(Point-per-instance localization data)
*** Begin section ***

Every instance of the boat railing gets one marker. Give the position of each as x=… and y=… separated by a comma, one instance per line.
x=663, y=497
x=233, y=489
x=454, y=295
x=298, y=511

*** End section ***

*Task goal*.
Each of the records should be written out precisely as given.

*Response to the exercise*.
Every instance of the boat railing gets one marker. Give the position of each as x=… and y=… separated by a comma, one instance per line.
x=663, y=497
x=233, y=489
x=454, y=295
x=298, y=511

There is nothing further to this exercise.